● Activity
Could you repeat the whole listing below exactly, omitting any picture it holds?

● Extracted records

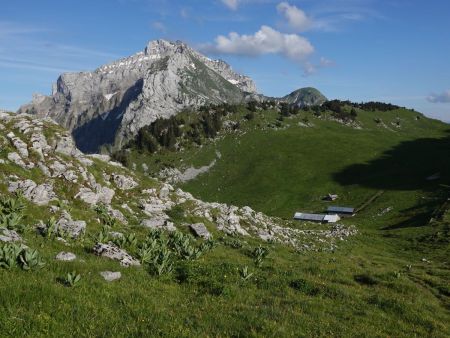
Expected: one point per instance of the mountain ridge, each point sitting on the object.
(108, 106)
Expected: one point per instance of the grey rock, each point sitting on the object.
(100, 195)
(16, 159)
(130, 93)
(112, 251)
(111, 276)
(71, 228)
(200, 230)
(19, 145)
(66, 256)
(39, 194)
(7, 235)
(124, 182)
(66, 146)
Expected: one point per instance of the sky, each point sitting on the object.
(394, 51)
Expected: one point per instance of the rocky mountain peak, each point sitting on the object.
(106, 107)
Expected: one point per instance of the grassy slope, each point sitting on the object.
(364, 288)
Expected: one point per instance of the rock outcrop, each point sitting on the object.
(109, 105)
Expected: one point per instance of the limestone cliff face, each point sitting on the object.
(109, 105)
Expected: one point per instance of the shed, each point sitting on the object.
(332, 218)
(341, 210)
(300, 216)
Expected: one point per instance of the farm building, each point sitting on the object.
(300, 216)
(341, 211)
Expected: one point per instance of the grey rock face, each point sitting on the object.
(124, 182)
(66, 256)
(72, 228)
(112, 251)
(110, 276)
(7, 235)
(109, 105)
(39, 194)
(200, 230)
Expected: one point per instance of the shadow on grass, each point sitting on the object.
(404, 167)
(409, 166)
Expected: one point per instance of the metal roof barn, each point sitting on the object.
(332, 218)
(341, 210)
(309, 217)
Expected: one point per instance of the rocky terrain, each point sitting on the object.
(121, 97)
(40, 162)
(107, 107)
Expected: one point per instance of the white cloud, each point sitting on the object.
(440, 98)
(231, 4)
(159, 26)
(296, 19)
(265, 41)
(324, 62)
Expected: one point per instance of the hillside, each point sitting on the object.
(390, 160)
(78, 220)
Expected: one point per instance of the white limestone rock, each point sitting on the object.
(39, 194)
(111, 276)
(112, 251)
(65, 256)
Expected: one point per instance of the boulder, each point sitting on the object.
(110, 276)
(7, 235)
(65, 256)
(112, 251)
(200, 230)
(73, 229)
(39, 194)
(124, 182)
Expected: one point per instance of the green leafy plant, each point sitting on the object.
(259, 254)
(72, 279)
(104, 215)
(245, 273)
(11, 213)
(9, 255)
(30, 259)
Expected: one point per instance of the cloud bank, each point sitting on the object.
(231, 4)
(296, 19)
(265, 41)
(440, 98)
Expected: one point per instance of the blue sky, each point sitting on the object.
(387, 50)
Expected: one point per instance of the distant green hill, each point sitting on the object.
(305, 97)
(392, 162)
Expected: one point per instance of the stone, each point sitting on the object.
(66, 256)
(39, 194)
(7, 235)
(200, 230)
(138, 90)
(66, 146)
(71, 228)
(112, 251)
(18, 144)
(16, 159)
(110, 276)
(101, 195)
(159, 223)
(124, 182)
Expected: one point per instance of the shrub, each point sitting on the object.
(259, 254)
(72, 279)
(245, 273)
(12, 255)
(305, 286)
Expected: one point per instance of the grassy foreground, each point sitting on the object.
(392, 279)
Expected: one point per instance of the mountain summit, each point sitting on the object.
(109, 105)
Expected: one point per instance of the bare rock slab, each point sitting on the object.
(66, 256)
(111, 276)
(112, 251)
(200, 230)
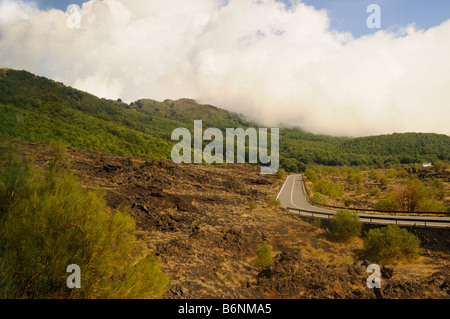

● Output for this exercise
Expected: one point per instance of the mountain ridge, each point sitting on the object.
(108, 106)
Expected: one point per instance of the grey rock, each point sitting on the object.
(100, 195)
(16, 159)
(130, 93)
(112, 251)
(111, 276)
(71, 228)
(200, 230)
(19, 145)
(66, 256)
(39, 194)
(7, 235)
(124, 182)
(66, 146)
Expected: one point per instance of the sky, each point sitting on the object.
(394, 51)
Expected: one point per instance of the rocky mountain peak, each point sitting on the object.
(106, 107)
Expected: one point per instance of the grassy slope, each point sitting on the object.
(364, 288)
Expected: one point per instance of the rock outcrop, each point sitting on the object.
(109, 105)
Expected: one point per instance of the limestone cliff face, each point sitting on the object.
(109, 105)
Expected: one point per instance of the shed, each point sitting on the object.
(332, 218)
(341, 210)
(300, 216)
Expected: one point per instance of the farm building, each point sitting on the object.
(300, 216)
(341, 211)
Expected: one point per instance of the grey rock face, each point sitting on the object.
(124, 182)
(66, 256)
(72, 228)
(112, 251)
(110, 276)
(7, 235)
(109, 105)
(39, 194)
(200, 230)
Expected: one point per instance of the shadow on grass, each point sitting on the object.
(404, 167)
(409, 166)
Expected: one point per instance of the metal roof barn, each point sitting on the object.
(332, 218)
(341, 210)
(309, 217)
Expected: one point per instance of the rocky terrain, each point sitting on the object.
(121, 97)
(40, 162)
(107, 107)
Expected: one point per instance of the white cloud, each point sitting on the object.
(440, 98)
(231, 4)
(159, 26)
(296, 19)
(265, 41)
(324, 62)
Expected: one point per instance of the hillside, each point sitting on the object.
(390, 160)
(78, 220)
Expected: one point per instance of the white limestone rock, each point sitting on the object.
(39, 194)
(111, 276)
(112, 251)
(65, 256)
Expected: one point per instance of the boulder, each point sitting on the object.
(110, 276)
(7, 235)
(65, 256)
(112, 251)
(200, 230)
(73, 229)
(39, 194)
(124, 182)
Expected: one point per instance of the green leafy plant, each point sitting on the object.
(259, 254)
(72, 279)
(104, 215)
(245, 273)
(11, 213)
(9, 255)
(30, 259)
Expected: one point per instance of the cloud bank, each point sitting on the object.
(231, 4)
(296, 19)
(265, 41)
(440, 98)
Expected: one point per instance of the blue sky, each point sitting on the object.
(387, 50)
Expected: one point per instance of the distant green hill, each point sitting on the object.
(305, 97)
(392, 162)
Expected: one point per instance of the stone, each point sitting on the object.
(66, 256)
(39, 194)
(7, 235)
(200, 230)
(138, 90)
(66, 146)
(71, 228)
(112, 251)
(18, 144)
(16, 159)
(110, 276)
(101, 195)
(159, 223)
(124, 182)
Expected: one point per instance of the shrub, each point sitting on the object.
(259, 254)
(72, 279)
(245, 273)
(12, 255)
(305, 286)
Expected: one point per instance of the grassy foreground, each point sitting on the object.
(392, 279)
Expected: one point per instance of the mountain summit, each point sitting on the object.
(109, 105)
Expected: one point per instance of the bare rock slab, each point sitting on the object.
(66, 256)
(111, 276)
(112, 251)
(200, 230)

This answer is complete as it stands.